#### Exercise objective
Rewrite the records below, putting "separated by spaces" wherever "space-delimited" appears and leaving everything else unchanged.

#### Exercise material
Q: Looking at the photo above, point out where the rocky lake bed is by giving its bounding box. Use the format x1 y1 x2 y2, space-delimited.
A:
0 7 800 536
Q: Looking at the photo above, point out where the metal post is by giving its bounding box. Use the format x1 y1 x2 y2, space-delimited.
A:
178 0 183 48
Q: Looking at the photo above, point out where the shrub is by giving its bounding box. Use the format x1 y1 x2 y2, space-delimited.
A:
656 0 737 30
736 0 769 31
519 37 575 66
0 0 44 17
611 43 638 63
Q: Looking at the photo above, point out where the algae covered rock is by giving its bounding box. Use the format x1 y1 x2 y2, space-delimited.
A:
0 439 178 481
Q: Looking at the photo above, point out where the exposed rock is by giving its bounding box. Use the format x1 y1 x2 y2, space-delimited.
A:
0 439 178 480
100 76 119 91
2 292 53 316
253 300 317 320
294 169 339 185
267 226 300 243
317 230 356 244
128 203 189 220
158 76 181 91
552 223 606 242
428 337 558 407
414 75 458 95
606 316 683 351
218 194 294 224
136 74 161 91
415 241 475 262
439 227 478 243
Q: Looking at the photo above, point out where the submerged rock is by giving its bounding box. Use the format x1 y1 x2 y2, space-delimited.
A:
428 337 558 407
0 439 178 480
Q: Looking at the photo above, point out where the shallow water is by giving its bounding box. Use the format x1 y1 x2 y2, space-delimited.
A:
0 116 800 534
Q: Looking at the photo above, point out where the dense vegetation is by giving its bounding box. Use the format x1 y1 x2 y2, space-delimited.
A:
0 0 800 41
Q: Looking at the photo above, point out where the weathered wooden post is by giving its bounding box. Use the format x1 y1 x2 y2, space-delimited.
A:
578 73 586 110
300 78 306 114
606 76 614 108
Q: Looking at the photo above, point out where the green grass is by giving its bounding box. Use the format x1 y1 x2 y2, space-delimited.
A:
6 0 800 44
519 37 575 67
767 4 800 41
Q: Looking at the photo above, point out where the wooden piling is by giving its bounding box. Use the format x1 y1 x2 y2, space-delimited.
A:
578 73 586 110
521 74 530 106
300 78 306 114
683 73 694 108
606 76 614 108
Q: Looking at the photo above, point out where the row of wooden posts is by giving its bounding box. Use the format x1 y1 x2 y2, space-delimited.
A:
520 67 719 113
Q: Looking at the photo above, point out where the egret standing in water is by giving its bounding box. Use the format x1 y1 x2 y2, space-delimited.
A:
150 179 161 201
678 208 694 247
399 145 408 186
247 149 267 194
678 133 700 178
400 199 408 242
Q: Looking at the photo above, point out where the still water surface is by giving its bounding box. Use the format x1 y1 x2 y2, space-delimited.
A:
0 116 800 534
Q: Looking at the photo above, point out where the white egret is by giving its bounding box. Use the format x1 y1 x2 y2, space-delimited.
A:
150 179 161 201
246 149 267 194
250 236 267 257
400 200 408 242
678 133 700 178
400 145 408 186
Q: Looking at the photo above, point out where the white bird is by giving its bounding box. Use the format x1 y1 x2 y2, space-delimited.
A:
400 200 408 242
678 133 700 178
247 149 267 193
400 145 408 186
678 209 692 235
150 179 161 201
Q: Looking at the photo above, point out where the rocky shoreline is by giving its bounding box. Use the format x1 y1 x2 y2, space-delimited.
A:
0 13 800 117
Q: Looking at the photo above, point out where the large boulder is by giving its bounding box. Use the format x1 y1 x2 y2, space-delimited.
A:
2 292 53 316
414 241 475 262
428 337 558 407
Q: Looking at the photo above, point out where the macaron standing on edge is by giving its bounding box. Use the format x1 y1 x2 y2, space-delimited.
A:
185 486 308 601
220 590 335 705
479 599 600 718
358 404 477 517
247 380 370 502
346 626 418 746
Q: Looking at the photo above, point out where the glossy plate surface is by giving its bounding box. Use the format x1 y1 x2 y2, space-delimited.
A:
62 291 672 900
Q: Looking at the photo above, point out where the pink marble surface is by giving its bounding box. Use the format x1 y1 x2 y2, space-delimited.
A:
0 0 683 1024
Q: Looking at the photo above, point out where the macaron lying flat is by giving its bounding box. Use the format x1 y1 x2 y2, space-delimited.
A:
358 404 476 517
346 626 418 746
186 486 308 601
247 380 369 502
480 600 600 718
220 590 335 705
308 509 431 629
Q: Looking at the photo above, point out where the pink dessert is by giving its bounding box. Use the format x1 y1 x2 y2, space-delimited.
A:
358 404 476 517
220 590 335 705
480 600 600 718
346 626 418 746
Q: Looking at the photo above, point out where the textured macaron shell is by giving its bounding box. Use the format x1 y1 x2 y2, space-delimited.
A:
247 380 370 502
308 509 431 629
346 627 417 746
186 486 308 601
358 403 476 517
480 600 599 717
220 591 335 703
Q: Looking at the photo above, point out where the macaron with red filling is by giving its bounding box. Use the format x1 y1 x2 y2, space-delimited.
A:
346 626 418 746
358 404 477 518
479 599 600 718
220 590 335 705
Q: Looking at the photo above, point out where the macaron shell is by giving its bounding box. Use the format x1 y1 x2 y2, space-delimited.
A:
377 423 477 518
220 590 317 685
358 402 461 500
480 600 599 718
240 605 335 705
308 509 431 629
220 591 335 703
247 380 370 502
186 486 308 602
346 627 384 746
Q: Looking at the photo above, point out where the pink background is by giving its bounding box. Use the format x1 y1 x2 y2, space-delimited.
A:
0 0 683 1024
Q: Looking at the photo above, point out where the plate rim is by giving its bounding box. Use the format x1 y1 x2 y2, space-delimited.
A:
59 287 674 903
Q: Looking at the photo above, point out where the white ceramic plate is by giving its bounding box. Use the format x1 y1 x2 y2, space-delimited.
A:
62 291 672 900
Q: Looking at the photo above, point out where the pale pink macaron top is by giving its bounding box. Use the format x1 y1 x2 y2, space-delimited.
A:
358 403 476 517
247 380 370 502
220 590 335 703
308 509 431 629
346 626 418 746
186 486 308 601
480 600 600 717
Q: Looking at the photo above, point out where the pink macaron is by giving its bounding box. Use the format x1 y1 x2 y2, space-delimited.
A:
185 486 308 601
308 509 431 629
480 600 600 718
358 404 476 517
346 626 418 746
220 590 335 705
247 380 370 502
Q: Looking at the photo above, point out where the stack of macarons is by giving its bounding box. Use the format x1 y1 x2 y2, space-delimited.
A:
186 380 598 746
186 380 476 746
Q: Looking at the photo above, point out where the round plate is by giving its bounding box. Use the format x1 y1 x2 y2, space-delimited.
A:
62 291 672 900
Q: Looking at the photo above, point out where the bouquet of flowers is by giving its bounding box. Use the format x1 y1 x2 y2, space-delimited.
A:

#### Exercise output
Q: Looking at the photo above, point out where the rocky lake bed is by giving its bounding box. Use the format x1 y1 x2 y2, separated by spaces.
A:
0 7 800 536
Q: Looking at the photo above, point out where the metal post is by giving its bounding box. Use the format x1 y1 x2 y2, separated by spaces.
A:
178 0 183 48
Q: Looking at the photo above, point out where the shrub is by giving its bounding box. Use the format x1 y1 x2 y2, separated by spaces.
A:
656 0 737 30
736 0 769 31
519 37 575 66
0 0 44 17
611 43 638 63
Q: Looking at the photo above, point out where the algae covered rock is by giving its bounding box. Use the format x1 y1 x2 y2, separated by spaces.
A:
0 439 178 481
Q: Looking at the photo above, point out where the exposed rock is by giving its bounding box. Use the format x1 y1 x2 y2, separated by spaces.
A:
0 439 178 480
100 76 119 91
2 292 53 316
253 300 317 320
294 169 339 185
267 226 300 243
317 230 356 244
128 203 189 220
158 76 181 91
552 223 606 242
428 337 558 407
414 75 458 95
606 316 683 351
218 194 294 224
136 74 161 91
415 241 475 262
439 227 478 243
Q: Looking at the photo above, point out where the submerged rock is by giving its bounding box. Use the format x1 y1 x2 y2, separated by spaces.
A:
428 337 558 407
0 439 178 480
Q: Looking at the photo above, point out where the shallow water is by giving its bounding box. Use the format x1 y1 x2 y2, separated by spaces.
A:
0 116 800 534
Q: Looking at the photo above, point out where the dense vegetation is by giving its bounding box. Use the format x1 y1 x2 y2, separated by spaces.
A:
0 0 800 41
Q: Looking at the photo above, point out where the weathered wooden post is by giving its bounding box. Use the format x1 y1 x2 y2, separated by spaces.
A:
578 73 586 110
300 78 306 114
606 76 614 108
Q: Looking at the photo above, point out where the green grass is by giving its bounding box. Use the format x1 y1 x2 y2, separated by spaces.
A:
6 0 800 44
519 37 575 67
767 4 800 41
Q: Looking at the photo above, point out where the wooden piling is by giving its bounding box. Use the format x1 y1 x2 y2, separated by spaces.
A:
578 73 586 110
521 74 530 106
300 78 306 114
683 73 694 108
606 76 614 108
Q: Looking at the photo above, point out where the row of wooden posts is by giving its bounding box. Use the format x1 y1 x2 y2, separated by spaces.
A:
520 67 719 113
Q: Looking at the photo above, point out where the egret standing in water is by giving its bounding box. Use the format x1 y1 x2 y2, separated by spaces.
A:
150 179 161 201
678 208 694 247
399 145 408 186
247 149 267 194
678 133 700 178
400 199 408 242
Q: Looking at the photo above, point out where the still water surface is by giving its bounding box. Use the format x1 y1 x2 y2, separated by spaces.
A:
0 116 800 534
Q: Looking at the photo above, point out where the white egret is by giving its bounding box. Use the format x1 y1 x2 y2, separated by spaces.
A:
150 179 161 201
246 149 267 194
250 236 267 257
400 200 408 242
678 133 700 178
400 145 408 186
Q: Looking at the photo above, point out where the white bird is by giving its bounding box. Use the format x1 y1 x2 y2, separated by spaces.
A:
400 200 408 242
678 133 700 178
247 149 267 193
400 145 408 186
678 209 692 235
150 179 161 201
Q: Looking at the photo above, point out where the rocky shoreline is by giving its bounding box. Use the format x1 y1 x2 y2, separated by spaces.
A:
0 13 800 117
Q: Looking at the photo above, point out where the large boulder is by giving its bounding box. Use the format x1 y1 x2 y2, separated by spaces.
A:
2 292 53 316
414 241 475 262
428 337 558 407
Q: Looking at the photo above, point out where the macaron standing on edge is by giving its bounding box. Use the format x1 y1 x2 y2, separated by spaces.
A:
185 486 308 601
220 590 335 705
479 599 600 718
358 404 477 517
247 380 370 502
346 626 418 746
Q: Looking at the photo above, point out where the glossy plate surface is by giving its bounding box. Use the format x1 y1 x2 y2, separated by spaces.
A:
62 291 672 900
Q: Looking at the photo above, point out where the pink marble surface is by giving its bounding box. Use the format x1 y1 x2 y2, separated by spaces.
A:
0 0 683 1024
Q: Looking at the photo above, point out where the macaron lying flat is by giving its bounding box. Use the format x1 y1 x2 y2, separated by spaces.
A:
358 404 476 517
346 626 418 746
186 486 308 601
247 380 369 502
480 600 600 718
220 590 335 705
308 509 431 629
Q: Looking at the photo above, point out where the pink dessert is by giving its bounding box. Use the format x1 y1 x2 y2, separated by spaces.
A:
358 404 476 517
220 590 335 705
480 600 600 718
346 626 418 746
Q: Looking at the photo above, point out where the textured macaron shell is by giving its bounding box. Use the format x1 y1 x2 y2, separated by spaces.
A:
247 380 370 502
308 509 431 629
346 627 417 746
186 486 308 601
358 403 476 517
480 600 599 717
220 591 335 703
Q: Looking at the photo above, point out where the macaron with red filling is by giving its bounding box. Use the format x1 y1 x2 y2, separated by spaces.
A:
346 626 418 746
358 404 477 518
479 599 600 718
220 590 335 705
Q: Looking at the photo above, point out where the macaron shell is by giving its bounding box. Use the format x1 y1 x2 y2, separated by spaces.
A:
377 423 477 518
220 590 317 685
358 402 461 500
480 600 599 718
240 605 335 705
308 509 431 629
220 591 335 703
247 380 370 502
186 486 308 602
346 627 384 746
Q: Looking at the photo above, point out where the pink background is by giving its bounding box. Use the format x1 y1 x2 y2, separated by spaces.
A:
0 0 683 1024
Q: Looking at the photo above, point out where the plate rim is by giving its bounding box. Use the format x1 y1 x2 y2, separated by spaces.
A:
59 287 674 903
Q: Looking at the photo above, point out where the white ceramic plate is by giving its bounding box. Use the format x1 y1 x2 y2, separated by spaces.
A:
62 291 672 900
Q: Looking at the photo above, point out where the pale pink macaron top is by giving its bounding box. Use the format x1 y1 x2 y2, separated by spaces.
A:
358 403 476 517
247 380 370 502
220 590 335 703
308 509 431 629
346 626 418 746
186 486 308 601
480 600 600 717
Q: Looking at the photo above, point out where the pink macaron is by giving its bounding box. Use the format x1 y1 x2 y2, separated by spaces.
A:
185 486 308 601
308 509 431 629
480 600 600 718
358 404 476 517
346 626 418 746
220 590 335 705
247 380 370 502
Q: Looking at the photo above, point out where the stack of macarons is by giving its bounding box. Use the format x1 y1 x2 y2, separated by spaces.
A:
186 380 598 746
186 380 476 746
Q: Looking at the photo above, point out where the round plate is by giving its bounding box. Use the format x1 y1 x2 y2, separated by spaces.
A:
62 291 672 900
Q: Looking at the photo above, point out where the bouquet of flowers is by giving its bounding box. Use the format x1 y1 x2 y2, separated by spaces.
A:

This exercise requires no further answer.